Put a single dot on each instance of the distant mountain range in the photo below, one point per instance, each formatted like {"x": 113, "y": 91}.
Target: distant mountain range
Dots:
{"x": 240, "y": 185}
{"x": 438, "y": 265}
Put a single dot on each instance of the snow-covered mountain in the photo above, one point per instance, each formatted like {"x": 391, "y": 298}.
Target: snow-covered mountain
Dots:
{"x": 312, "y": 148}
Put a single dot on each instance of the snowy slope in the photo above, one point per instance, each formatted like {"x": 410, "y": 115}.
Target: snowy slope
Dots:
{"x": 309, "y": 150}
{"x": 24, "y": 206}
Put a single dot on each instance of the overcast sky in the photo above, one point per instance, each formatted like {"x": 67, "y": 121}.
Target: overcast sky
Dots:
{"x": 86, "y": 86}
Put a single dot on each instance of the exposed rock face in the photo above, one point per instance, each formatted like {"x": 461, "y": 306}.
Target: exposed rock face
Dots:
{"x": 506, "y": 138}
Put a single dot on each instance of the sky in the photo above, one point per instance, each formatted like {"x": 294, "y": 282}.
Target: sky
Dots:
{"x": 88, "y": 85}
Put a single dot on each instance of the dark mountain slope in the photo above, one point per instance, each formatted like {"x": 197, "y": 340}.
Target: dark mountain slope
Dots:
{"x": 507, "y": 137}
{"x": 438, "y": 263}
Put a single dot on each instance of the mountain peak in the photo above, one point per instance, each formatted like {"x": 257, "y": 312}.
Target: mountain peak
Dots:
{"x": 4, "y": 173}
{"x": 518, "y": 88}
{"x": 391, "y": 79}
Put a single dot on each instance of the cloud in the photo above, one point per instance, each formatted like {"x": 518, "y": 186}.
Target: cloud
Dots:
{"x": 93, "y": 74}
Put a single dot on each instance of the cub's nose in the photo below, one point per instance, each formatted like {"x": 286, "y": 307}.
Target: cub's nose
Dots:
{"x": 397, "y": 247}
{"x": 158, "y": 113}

===============

> **EXERCISE REQUIREMENTS**: Reproduce the stretch of entries from the line containing "Put a single dot on each instance of the dark" through the end of the entries, requests included. Multiply every x and y coordinate in the dots by 0.45 and round to whole numbers with halves going up, but leave the numbers in the requests and their format samples as they are.

> **RESULT OF THIS TASK**:
Put a single dot on each instance of the dark mountain slope in the photo above, one point per instance, each formatted like {"x": 197, "y": 340}.
Target: dark mountain slope
Dots:
{"x": 228, "y": 62}
{"x": 197, "y": 118}
Put a single dot on each instance of the mountain peak in the photo above, one point per instance, each formatted like {"x": 257, "y": 312}.
Target: mountain peak
Dots:
{"x": 2, "y": 78}
{"x": 233, "y": 40}
{"x": 176, "y": 36}
Put a single dot on each instance of the cloud in the photo above, one point per instance, each formatted like {"x": 518, "y": 186}.
Target: cloud
Dots:
{"x": 42, "y": 33}
Put a single dot on each instance of the cub's nose in the photo below, one point per instance, each formatted like {"x": 286, "y": 307}.
Target: cub's nose
Dots:
{"x": 179, "y": 111}
{"x": 71, "y": 51}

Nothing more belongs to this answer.